Goal A: Answer these questions from the article on influence over social networks, one per line: (i) How many pairs of Hush Puppies were sold in a single year after the sales jump? (ii) About how much does a simple vest cost today in a men's store? (iii) Who is credited with leaving the bottom button of a vest and suit jacket undone?
Goal B: Using the article on influence over social networks, explain in one to three sentences why the author sees a problem with Gladwell's Hush Puppies story.
Goal C: Continue the article on influence over social networks from where it stops.

Influence Over Social Networks: Part 1
In Dan Schleifer's Destination CRM article "Extending the Definition of Social CRM" he suggests an important direction Social CRM should take is going beyond listening and reacting to the buzz. Social CRM should be about "improving the discussions that cover your organization's brand and services." Agreed. On the BlueCamroo blog I've discussed several ways you can use Social CRM to raise your profile or your company's profile. Check here, here, here, and here.
As you can glean from the linked posts, when it comes to improving discussions I focus in a lot on avoiding mistakes, both rookie mistakes and the more subtle. I've long avoided discussing the idea of "influence" because it's both a black art and ill-defined by many.
When I think of influence, I think of the popular and influential book The Tipping Point (2000) by Malcolm Gladwell. Gladwell has an intriguing story about how the venerable Hush Puppies shoe brand was on the verge of death when a small group of New York hipsters decided to make it their "in" shoe. Sales when from 30,000 pairs to 430,000 pairs in a single year.
It's no secret one person or a handful of people can affect fashion trends. The day after I saw Joseph Gordon Levitt in Inception I knew the suit vest, long out of style, was going to make an instant comeback. I went to my local resale shops, where they couldn't give them away, and bought up several nice vintage vests. Today a simple vest will run you about $70 in a men's store. All because of one guy. And one movie. Heck, even the way we wear vests and suit jackets, with the bottom button undone, was because of King Edward VII. Technically, that is one of several theories. But it remains, pre-mass media, you couldn't get a much bigger influencer than the British Crown.
The Narrative Fallacy
Being able to exert influence via discussions over social networks in a pre-mediated, pre-planned way is the true holy grail of any Social CRM guru. We know what we need to do. How to get there is the mystery. The problem with Gladwell's Hush Puppy story is it is what is commonly referred to as "hindsight offers 20/20 vision". More accurately, it's the narrative fallacy. We start with the end point (increased sales), look at all the events that happened before the end point (hipsters, diffusion of their style choices), and then construct a nice narrative to explain the outcome (the need for middle America to emulate the New York scene). It all seems so obvious that the chain of events could only have happened that way. However, we never, ever seem to enjoy such clarity of vision at the start. Or when we try to emulate the narrative it falls flat.

Data segment:
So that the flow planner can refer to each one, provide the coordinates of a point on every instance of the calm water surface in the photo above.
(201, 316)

Task result A:
(i) 430,000 pairs
(ii) About $70
(iii) King Edward VII

Task result B: The story is an example of the narrative fallacy: it starts from the end point of increased sales and then builds a tidy explanation from the earlier events. That makes the chain of events seem obvious only in hindsight. The same clarity is never available at the start, and trying to copy the narrative falls flat.

Task result C:
The narrative made so much sense. But, remember, by definition a good narrative makes sense. Over time we hone and evolve the narrative until it makes perfect sense to all.
There's also what is known as the file drawer effect. For every attempt to exert influence that seems to go textbook, according to plan, there are dozens of well executed campaigns to exert influence that fail. We remember the "hits" and forget the "misses". The most we can take away, ultimately, is there are good starts and bad starts. A bad start dooms you regardless. A good start has a chance of working.
The Million Follower Fallacy
One of the first assumptions many people make about being influential over social networks is amassing a large number of followers. The thinking goes, Lady Gaga or Ashton Kutcher seem very influential and they have tens of millions of followers. So if I can amass large numbers of followers then I can be influential. This idea has been put to the test a couple times. One was a more informal test by two authors who got some big names to tweet about their book and then measured to see if there was an uptick in book sales. I blogged about the details here. In short, they found no effect. A more scientifically controlled test was published in the Proceedings of the Fourth International AAAI Conference on Weblogs and Social Media. The paper, Measuring User Influence in Twitter: The Million Follower Fallacy, put the brute force method to the test.
Unfortunately the measure of influence by authors (Cha, Haddadi, Benevenuto, and Gummadi) was how often Twitter users passed on a news story. It did not measure any kind of objective, real world outcome (like increased book sales or click throughs). The paper sought to determine whether the number of followers had any relation to spreading the news story. Most businesses want their story passed on but they also want real world effects. So it's hard to draw conclusions from this paper how effective influencers are in motivating actual sales. It doesn't cost me anything to pass on a news story. It costs me to buy something. However, for many businesses spreading a message might be an end goal in itself.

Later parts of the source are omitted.